### [Task directions]
Carry on the profile of social theorist Peter Wagner, picking up right after its final sentence.

### [Provided text]
============================================================
- Born: September 18, 1956 (age 69)

Academic work
- Discipline: Philosophy, history of the social sciences
- Main interests: Philosophy, social theory, politics, European history;

= Peter Wagner (social theorist) =

German social and political theorist (born 1956)

Peter Wagner is a German social and political theorist. His research brings together social and political philosophy and theory with the comparative-historical sociology of modern societies in Europe, Latin America and southern Africa. He has done comparative research in the history of the social sciences and has contributed to debates about the so-called Axial Age, while his recent work has addressed questions of historical progress and social and political transformations. He is a former professor of Social and Political Theory at the European University Institute, Florence, and a former professor of Sociology at the University of Warwick. At present he is an ICREA research professor at the University of Barcelona. He was elected to the Academia Europaea in 2019.

Wagner has also held visiting positions at the Université de Paris VIII (2011); the Université Catholique de Louvain-la-Neuve (2009–10); University of Cape Town (2009–10); the University of Bergen (2001); the Ecole des hautes études en sciences sociales, Paris (1998; 2001); the University of California at Berkeley (1996; 1997); the Swedish Collegium for Advanced Study, Uppsala (Fall 1987, 1989–1990); the Institute for Advanced Study, Princeton (1990–91); and the Centre National de la Recherche Scientifique, Paris (1994), among others. He was principal investigator of the European Research Council-funded Advanced Grant project “Trajectories of modernity: comparing non-European and European varieties”, and the Project Leader of the HERA (Humanities in the European Research Area) Joint Research Programme "Uses of the Past" on the project "The debt: historicizing Europe's relations with the 'South'", with Axel Honneth, Simona Forti and Bo Stråth as principal investigators.
============================================================
### [Data lines]

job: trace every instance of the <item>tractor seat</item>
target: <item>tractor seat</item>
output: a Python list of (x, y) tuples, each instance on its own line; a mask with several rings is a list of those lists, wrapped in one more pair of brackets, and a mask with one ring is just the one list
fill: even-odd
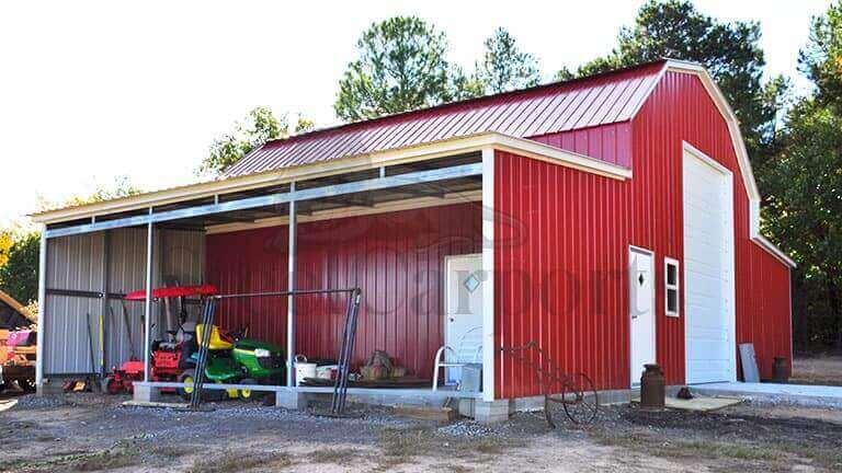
============================================================
### [Task output]
He was born on September 18, 1956.

==Selected publications==

- Collective Action and Political Transformations: The Entangled Experiences in Brazil, South Africa and Europe. Edinburgh University Press: Edinburgh 2019.
- Progress: A Reconstruction. Polity: Cambridge 2015.
- The Greek Polis and the Invention of Democracy: A Politico-cultural Transformation and its Interpretations (contributing co-editor with Johann P. Arnason and Kurt Raaflaub). Wiley-Blackwell: Oxford 2013.
- Modernity: Understanding the Present. Polity: London 2012.
- Modernity as Experience and Interpretation: A New Sociology of Modernity. Polity: London 2008. ISBN 978-0-7456-4218-5
- Varieties of World-Making: Beyond Globalization (contributing co-editor with Nathalie Karagiannis). Liverpool: Liverpool University Press 2007.
- The languages of civil society (editor). Berghahn Books: New York/Oxford 2006. ISBN 1-84545-119-8
- Theorizing Modernity. Inescapability and Attainability in Social Theory. SAGE: London 2001. ISBN 978-0761951476
- A History and Theory of the Social Sciences: Not All That is Solid Melts into Air. SAGE: London 2001.
- Le travail et la nation (co-editor, 1999)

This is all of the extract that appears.